* start GIVEN TEXT *
Sunset from Villa Caletas ampitheater
Sunset from Villa Caletas amphitheater

Denis Roy emigrated from France with a dream somewhere in his head that materialized into creating a fantasy in Costa Rica. On over 700 acres of improbable, undeveloped coastal and mountain wilderness, using building methods that hearkened back to the days of the pyramids, the hotel, restaurants and spa complex of Villa Caletas and the Zephyr Palace emerged over time. A fusion of river stone castle and tropical Victorian architecture, the 50 rooms range from stunning to awe inspiring.

Villa Caletas ampitheater
Villa Caletas amphitheater

Sunsets from the amphitheater are legendary and views encompass forested hills and ocean from many angles. Yet those beautiful hills required total reforestation due to cattle overgrazing. The lush peaks of today were barren, rocky and eroding into the clear Pacific below. Fifteen hundred trees were planted from the beach up the mountain, and Villa Caletas continues to spearhead major reforestation projects in the region.
* end GIVEN TEXT *
* start SUPPLIED MATERIAL *
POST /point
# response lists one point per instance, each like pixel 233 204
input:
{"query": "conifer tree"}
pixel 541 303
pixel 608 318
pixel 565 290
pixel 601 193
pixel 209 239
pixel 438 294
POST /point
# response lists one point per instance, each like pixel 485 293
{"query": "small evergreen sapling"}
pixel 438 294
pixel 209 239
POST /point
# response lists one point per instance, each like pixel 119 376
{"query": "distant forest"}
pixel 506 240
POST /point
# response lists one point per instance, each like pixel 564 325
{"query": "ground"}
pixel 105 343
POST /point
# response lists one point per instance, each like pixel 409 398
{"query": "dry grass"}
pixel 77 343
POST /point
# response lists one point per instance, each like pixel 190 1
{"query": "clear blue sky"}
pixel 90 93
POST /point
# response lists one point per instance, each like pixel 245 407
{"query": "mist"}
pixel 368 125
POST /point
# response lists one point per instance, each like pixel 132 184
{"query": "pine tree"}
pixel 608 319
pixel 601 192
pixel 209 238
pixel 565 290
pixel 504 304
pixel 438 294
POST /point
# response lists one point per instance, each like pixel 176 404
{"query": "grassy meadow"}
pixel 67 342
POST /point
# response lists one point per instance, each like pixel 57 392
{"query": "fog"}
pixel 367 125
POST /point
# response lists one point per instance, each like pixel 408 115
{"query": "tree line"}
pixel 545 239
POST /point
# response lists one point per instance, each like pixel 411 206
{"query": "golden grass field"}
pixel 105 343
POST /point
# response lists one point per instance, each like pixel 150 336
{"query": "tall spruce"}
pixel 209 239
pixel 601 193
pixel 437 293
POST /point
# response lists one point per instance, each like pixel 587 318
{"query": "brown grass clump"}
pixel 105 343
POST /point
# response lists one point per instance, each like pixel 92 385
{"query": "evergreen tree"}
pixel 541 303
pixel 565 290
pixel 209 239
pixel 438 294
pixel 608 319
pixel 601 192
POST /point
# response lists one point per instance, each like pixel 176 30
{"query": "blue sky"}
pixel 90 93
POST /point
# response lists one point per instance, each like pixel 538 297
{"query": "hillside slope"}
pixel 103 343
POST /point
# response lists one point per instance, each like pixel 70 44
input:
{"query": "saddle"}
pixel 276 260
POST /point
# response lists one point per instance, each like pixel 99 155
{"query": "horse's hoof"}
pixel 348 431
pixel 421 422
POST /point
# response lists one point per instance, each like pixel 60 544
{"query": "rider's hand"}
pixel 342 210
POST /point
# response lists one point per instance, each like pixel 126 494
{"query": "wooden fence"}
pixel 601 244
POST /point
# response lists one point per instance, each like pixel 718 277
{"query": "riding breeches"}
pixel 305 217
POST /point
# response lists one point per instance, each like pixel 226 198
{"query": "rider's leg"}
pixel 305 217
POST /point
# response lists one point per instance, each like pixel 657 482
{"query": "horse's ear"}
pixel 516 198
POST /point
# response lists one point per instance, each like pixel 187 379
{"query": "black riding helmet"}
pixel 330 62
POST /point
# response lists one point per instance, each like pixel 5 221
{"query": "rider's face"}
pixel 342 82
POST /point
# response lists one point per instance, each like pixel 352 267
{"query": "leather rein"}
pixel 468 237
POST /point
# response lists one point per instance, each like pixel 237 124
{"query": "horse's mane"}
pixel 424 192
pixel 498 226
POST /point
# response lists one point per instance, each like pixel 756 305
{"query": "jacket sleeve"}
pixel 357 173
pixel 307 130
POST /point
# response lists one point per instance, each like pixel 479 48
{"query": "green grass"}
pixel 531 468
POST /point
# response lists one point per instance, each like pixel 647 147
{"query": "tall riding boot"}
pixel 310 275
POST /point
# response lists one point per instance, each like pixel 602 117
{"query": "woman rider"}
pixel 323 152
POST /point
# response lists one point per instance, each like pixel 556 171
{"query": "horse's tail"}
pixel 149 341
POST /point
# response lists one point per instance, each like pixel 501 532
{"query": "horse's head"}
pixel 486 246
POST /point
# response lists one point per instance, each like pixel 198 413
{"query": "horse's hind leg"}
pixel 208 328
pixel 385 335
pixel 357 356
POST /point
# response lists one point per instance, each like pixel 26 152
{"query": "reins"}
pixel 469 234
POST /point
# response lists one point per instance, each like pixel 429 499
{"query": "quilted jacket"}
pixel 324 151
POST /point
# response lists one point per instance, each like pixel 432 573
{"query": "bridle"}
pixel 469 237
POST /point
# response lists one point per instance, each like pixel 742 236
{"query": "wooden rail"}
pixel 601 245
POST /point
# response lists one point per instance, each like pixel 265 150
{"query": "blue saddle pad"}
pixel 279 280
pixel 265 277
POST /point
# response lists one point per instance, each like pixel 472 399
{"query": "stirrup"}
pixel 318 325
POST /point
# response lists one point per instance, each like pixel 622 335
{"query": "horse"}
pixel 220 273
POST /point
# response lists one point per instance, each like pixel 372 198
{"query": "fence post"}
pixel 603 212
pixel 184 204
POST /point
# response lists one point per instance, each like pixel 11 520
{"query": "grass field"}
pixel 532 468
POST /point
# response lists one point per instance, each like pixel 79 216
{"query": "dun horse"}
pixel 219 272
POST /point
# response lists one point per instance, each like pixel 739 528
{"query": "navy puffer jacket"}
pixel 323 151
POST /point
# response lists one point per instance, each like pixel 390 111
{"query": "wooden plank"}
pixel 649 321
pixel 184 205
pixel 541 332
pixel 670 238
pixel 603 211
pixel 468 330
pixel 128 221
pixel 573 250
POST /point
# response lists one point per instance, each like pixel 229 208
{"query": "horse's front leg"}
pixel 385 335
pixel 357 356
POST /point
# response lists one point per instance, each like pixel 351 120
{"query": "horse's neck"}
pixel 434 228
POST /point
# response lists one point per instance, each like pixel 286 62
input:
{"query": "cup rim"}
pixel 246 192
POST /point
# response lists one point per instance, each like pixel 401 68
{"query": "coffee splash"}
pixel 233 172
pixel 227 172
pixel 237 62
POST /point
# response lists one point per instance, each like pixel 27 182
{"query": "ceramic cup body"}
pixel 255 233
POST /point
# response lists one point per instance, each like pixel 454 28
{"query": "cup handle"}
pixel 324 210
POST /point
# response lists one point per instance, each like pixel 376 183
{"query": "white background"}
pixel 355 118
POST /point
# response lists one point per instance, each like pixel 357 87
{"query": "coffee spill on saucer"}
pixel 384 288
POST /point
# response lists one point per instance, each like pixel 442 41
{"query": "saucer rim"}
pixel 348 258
* end SUPPLIED MATERIAL *
Write out the Villa Caletas text from "Sunset from Villa Caletas ampitheater" down to "to awe inspiring.", replacing "Villa Caletas" with "Caletas" each time it occurs. These lines have no connection to the Villa Caletas text.

Sunset from Caletas ampitheater
Sunset from Caletas amphitheater

Denis Roy emigrated from France with a dream somewhere in his head that materialized into creating a fantasy in Costa Rica. On over 700 acres of improbable, undeveloped coastal and mountain wilderness, using building methods that hearkened back to the days of the pyramids, the hotel, restaurants and spa complex of Caletas and the Zephyr Palace emerged over time. A fusion of river stone castle and tropical Victorian architecture, the 50 rooms range from stunning to awe inspiring.